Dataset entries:
════════════════
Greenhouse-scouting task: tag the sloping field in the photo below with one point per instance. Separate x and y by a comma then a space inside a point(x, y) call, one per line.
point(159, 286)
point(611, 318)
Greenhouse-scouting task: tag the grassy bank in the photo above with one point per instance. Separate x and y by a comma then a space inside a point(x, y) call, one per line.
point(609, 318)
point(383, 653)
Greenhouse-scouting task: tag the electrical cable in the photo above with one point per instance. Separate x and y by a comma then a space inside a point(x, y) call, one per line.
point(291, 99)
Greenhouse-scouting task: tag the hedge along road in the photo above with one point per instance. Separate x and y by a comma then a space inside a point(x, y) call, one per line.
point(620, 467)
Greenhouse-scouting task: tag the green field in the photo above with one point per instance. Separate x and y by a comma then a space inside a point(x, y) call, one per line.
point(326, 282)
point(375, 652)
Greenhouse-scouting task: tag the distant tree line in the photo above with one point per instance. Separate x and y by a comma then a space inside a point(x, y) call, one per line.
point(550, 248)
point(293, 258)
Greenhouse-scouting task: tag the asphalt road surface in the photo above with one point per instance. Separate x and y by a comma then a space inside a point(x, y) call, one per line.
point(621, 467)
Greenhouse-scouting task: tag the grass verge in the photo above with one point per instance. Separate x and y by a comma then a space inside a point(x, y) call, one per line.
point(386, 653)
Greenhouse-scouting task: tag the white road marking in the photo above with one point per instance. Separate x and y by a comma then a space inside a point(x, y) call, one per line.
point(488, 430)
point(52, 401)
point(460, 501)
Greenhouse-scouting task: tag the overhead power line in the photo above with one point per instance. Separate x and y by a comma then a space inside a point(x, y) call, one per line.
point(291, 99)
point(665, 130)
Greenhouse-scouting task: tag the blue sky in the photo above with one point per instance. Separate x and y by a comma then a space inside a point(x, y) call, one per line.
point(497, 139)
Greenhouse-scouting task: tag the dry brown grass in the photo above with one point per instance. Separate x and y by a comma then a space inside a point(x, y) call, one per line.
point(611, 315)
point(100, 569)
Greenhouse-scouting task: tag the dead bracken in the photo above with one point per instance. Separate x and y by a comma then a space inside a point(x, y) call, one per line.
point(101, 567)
════════════════
• [Problem details]: Take the entries above and transcribe them in full.

• [Answer below]:
Greenhouse-scouting task: tag the sloping field in the photo below with one point per instance. Separate x and y by a comma then a space inside a point(x, y) call, one per line.
point(159, 286)
point(611, 318)
Greenhouse-scouting task: tag the grassy bank in the photo above with one point per instance. Separate x and y by a comma then a space inside a point(x, y) call, one per line.
point(609, 318)
point(383, 653)
Greenhouse-scouting task: tag the electrical cable in the photo above with one point per instance. Separate x and y by a comma then a space inside a point(x, y) call, one per line.
point(291, 99)
Greenhouse-scouting task: tag the hedge along road in the photo above with one point per instance. Separate x and y by a comma then a space inside a point(x, y) call, one per line.
point(620, 467)
Greenhouse-scouting task: tag the green field in the photo above with one point per instance. Separate x and y by a comma then a space inside a point(x, y) call, one per line.
point(326, 282)
point(375, 652)
Greenhouse-scouting task: tag the distant tree line in the photo above with one point per instance. Separate x and y by a comma then a space inside a point(x, y) call, one per line.
point(550, 248)
point(293, 258)
Greenhouse-scouting task: tag the asphalt road surface in the photo above with one point per instance. Separate x and y by a comma then a space inside a point(x, y) call, one per line.
point(621, 467)
Greenhouse-scouting task: tag the grass verge in the photo above with one point per instance. Separate x and y by a comma then a space inside a point(x, y) call, one per line.
point(386, 653)
Greenhouse-scouting task: tag the white road marking in the photo above with one point per instance. Separate x and y by a comma then a space inside a point(x, y) call, one per line.
point(488, 430)
point(52, 401)
point(460, 501)
Greenhouse-scouting task: tag the overhead power line in the photo above with one point per instance. Separate x and y by a comma then a space inside a point(x, y) call, one per line.
point(291, 99)
point(665, 130)
Greenhouse-scouting task: tag the blue sky in the photo above with one point per instance. Separate x and y by a comma then a space inside a point(x, y) call, one per line.
point(497, 139)
Greenhouse-scouting task: tag the dry brown grass in the photo above with one point per instance. Separate x and y by a comma then a space inside a point(x, y) call, one per line.
point(611, 315)
point(100, 569)
Greenhouse-scouting task: tag the dead bracken in the photo above with one point per instance. Separate x and y by a comma then a space inside a point(x, y) call, one per line.
point(101, 567)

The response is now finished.